Please rewrite the rows from the very first one through the line that contains "[782,497,903,592]", keeping every request line, and scale each box coordinate in the answers by 0.2, rounding to whole numbers with halves going up. Give only those lines.
** START Record list **
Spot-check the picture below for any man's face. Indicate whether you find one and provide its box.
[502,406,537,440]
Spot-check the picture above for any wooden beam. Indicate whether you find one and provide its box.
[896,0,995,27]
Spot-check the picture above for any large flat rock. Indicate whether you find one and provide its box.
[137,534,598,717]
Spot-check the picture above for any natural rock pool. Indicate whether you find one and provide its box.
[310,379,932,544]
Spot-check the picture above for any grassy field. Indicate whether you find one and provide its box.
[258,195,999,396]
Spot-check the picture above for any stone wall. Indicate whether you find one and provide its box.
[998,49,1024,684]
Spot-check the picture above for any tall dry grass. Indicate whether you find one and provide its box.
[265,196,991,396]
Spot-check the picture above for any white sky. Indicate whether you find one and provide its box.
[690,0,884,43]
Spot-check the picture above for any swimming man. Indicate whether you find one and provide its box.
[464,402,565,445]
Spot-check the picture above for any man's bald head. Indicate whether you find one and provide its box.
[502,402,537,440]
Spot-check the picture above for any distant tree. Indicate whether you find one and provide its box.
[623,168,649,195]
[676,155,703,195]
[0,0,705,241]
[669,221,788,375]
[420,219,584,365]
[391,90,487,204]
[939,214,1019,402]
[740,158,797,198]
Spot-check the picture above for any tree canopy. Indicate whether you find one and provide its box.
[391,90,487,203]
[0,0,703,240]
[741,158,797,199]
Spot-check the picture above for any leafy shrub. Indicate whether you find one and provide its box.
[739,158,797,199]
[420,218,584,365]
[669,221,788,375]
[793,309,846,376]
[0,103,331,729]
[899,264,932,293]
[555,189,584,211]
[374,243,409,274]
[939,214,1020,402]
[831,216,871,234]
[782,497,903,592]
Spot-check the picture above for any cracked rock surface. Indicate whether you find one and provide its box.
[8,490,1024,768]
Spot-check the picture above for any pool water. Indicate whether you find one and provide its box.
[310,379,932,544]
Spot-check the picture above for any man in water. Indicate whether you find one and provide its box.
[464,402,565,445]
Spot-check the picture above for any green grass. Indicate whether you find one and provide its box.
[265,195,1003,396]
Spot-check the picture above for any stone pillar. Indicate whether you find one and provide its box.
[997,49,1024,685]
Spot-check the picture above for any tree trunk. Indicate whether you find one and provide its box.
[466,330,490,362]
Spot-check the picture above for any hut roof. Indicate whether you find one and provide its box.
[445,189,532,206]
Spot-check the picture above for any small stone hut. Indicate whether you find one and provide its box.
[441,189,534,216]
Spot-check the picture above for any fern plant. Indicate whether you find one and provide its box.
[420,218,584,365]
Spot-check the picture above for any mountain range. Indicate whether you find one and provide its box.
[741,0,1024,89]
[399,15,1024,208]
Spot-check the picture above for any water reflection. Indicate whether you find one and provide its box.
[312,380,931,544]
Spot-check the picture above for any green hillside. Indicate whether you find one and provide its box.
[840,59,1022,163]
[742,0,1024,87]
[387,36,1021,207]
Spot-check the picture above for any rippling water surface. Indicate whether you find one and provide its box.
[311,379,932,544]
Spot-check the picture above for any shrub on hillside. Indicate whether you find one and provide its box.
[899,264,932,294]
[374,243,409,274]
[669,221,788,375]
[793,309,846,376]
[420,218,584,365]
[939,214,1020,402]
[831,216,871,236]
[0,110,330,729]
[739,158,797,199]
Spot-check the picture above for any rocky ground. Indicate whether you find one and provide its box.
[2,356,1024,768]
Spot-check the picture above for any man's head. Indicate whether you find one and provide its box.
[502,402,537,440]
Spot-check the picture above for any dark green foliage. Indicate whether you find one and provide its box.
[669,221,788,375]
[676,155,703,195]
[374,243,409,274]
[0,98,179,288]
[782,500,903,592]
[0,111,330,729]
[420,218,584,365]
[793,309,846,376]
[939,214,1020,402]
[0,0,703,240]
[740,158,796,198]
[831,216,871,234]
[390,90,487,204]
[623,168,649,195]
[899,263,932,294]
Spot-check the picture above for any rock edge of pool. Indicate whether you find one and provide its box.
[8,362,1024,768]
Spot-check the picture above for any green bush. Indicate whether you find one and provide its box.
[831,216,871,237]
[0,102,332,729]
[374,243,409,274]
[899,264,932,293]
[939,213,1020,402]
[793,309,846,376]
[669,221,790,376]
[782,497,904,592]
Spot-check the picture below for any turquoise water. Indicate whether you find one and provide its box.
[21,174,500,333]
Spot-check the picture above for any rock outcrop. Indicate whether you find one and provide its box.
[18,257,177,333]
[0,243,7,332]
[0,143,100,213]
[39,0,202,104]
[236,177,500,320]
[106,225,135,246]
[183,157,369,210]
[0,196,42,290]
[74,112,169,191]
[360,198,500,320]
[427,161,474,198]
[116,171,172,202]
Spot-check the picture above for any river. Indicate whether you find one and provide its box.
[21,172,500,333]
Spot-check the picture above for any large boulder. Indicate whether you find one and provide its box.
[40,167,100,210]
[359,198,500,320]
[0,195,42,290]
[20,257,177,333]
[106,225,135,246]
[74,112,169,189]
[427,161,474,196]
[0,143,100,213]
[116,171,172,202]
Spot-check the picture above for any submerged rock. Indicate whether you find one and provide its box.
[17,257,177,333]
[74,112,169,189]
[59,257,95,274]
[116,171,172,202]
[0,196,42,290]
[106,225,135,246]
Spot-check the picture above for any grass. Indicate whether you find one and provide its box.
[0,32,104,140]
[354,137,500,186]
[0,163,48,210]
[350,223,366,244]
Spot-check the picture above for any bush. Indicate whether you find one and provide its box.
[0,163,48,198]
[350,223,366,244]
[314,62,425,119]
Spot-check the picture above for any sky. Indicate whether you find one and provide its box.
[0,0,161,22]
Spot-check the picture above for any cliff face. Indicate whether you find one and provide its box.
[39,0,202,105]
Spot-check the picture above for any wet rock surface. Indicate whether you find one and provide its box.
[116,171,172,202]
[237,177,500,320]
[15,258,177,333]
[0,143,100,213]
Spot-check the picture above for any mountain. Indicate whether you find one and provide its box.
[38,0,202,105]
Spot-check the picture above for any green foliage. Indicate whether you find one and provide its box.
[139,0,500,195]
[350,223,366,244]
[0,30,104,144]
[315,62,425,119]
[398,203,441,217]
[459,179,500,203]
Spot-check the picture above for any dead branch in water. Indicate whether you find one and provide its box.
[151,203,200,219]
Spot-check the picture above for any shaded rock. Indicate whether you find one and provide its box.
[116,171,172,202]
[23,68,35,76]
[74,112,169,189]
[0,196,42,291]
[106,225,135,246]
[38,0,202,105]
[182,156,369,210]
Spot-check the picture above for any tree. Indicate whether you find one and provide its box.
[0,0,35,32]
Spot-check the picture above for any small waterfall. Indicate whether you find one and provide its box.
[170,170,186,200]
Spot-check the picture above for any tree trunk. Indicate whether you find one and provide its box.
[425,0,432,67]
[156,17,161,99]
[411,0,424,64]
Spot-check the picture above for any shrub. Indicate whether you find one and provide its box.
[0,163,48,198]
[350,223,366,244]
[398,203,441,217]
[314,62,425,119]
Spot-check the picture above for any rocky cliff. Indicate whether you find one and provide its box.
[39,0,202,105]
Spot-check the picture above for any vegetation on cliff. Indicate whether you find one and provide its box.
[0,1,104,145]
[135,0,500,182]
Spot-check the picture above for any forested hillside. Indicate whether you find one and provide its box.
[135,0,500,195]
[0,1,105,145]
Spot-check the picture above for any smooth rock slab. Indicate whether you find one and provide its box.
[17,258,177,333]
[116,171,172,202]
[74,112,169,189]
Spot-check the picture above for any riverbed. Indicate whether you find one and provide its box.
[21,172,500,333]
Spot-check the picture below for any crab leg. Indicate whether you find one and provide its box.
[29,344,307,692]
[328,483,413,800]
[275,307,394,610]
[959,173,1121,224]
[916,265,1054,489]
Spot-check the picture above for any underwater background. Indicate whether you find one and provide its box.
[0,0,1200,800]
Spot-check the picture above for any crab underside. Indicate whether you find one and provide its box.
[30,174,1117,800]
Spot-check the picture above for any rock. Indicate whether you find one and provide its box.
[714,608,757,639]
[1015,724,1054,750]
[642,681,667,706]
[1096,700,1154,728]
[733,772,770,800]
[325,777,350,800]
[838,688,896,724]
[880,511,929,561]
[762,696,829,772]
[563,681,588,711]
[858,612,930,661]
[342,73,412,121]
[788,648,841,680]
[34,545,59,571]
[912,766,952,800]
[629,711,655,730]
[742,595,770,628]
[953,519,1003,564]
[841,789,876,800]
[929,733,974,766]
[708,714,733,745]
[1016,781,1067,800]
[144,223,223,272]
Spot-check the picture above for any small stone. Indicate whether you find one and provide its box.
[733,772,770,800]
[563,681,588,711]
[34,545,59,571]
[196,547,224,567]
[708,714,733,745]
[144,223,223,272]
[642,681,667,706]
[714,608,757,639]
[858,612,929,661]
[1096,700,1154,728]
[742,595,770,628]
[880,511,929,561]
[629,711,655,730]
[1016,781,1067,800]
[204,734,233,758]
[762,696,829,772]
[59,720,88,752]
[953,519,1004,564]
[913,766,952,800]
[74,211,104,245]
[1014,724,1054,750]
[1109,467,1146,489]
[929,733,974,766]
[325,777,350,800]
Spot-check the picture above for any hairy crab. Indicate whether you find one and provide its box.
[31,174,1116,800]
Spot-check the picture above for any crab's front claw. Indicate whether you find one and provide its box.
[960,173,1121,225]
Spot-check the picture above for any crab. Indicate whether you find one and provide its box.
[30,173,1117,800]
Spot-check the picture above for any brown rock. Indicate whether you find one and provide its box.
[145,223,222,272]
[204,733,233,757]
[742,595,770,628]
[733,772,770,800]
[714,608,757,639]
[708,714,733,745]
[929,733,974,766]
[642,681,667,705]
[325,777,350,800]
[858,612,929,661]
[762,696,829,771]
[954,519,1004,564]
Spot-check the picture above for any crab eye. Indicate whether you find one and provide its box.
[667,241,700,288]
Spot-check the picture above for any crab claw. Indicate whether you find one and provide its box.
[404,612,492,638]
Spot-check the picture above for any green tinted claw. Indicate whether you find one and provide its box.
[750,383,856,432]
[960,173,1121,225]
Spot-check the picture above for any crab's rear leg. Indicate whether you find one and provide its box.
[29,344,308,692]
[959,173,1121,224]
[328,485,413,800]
** END Record list **
• _Complete response_:
Spot-check the picture below for any man's face. Indicate whether you find one and provide its box.
[100,81,107,88]
Spot-check the picture above for any wooden beam. Indicate whether you find one and provide its box.
[179,0,199,5]
Spot-check the picture above for any large flat rock. Indicate whether you find one and provide its box.
[27,107,120,143]
Spot-check the picture above for any natural rock pool. Indicate whether you find one and provide its box.
[62,76,186,109]
Spot-check the picture above for any grassy field. Indicate whether you find one and provide its box.
[52,39,200,79]
Spot-check the picture above for any stone wall. Indicate whether you find one and provide its box.
[200,10,205,137]
Spot-check the picture above for any tall dry grass. Indicate whether you find one and provide its box.
[53,39,198,79]
Spot-check the picture above for any white sky. Indicate whether you find one and provide its box.
[138,0,177,9]
Spot-check the picture above for any swimming man. Indicate whether you find one and provide its box.
[93,80,113,89]
Spot-check the picture above for any man's bald head. Indicate whether you find one and provide its box.
[100,80,107,88]
Spot-check the picture above for any distant tree. Indicate whether you find one and provide its box.
[125,34,130,39]
[135,31,141,39]
[0,0,141,48]
[134,44,158,75]
[84,44,117,73]
[78,18,97,41]
[188,43,204,80]
[148,32,159,40]
Spot-check the picture above for any tree canopy. Indicate whether you find one and provide its box.
[78,18,97,41]
[0,0,141,48]
[148,32,159,40]
Spot-check the picture above for any leafy shrub. Indicate whether you find one and provide its box.
[148,32,159,40]
[84,44,117,73]
[134,44,158,75]
[159,62,169,75]
[0,21,66,146]
[180,53,186,59]
[111,38,117,42]
[75,49,82,55]
[188,43,204,80]
[166,43,174,47]
[156,99,181,118]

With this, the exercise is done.